Goal of the exercise: Select all lines in the records that include "straw".

Data records:
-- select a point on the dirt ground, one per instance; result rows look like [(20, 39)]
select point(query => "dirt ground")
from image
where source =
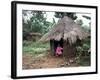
[(47, 61)]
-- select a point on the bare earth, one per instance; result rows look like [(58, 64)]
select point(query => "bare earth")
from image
[(47, 61)]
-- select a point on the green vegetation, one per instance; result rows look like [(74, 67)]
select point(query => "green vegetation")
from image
[(34, 48), (37, 23)]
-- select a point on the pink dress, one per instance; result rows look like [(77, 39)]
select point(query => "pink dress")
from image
[(59, 51)]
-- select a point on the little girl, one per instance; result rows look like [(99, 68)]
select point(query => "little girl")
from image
[(59, 50)]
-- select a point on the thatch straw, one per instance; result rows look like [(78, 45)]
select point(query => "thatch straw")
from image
[(67, 29)]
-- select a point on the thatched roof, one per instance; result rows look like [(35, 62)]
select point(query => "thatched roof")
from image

Answer box:
-- select a point on the thatch straw, one per instance; result rows look like [(78, 45)]
select point(query => "thatch straw")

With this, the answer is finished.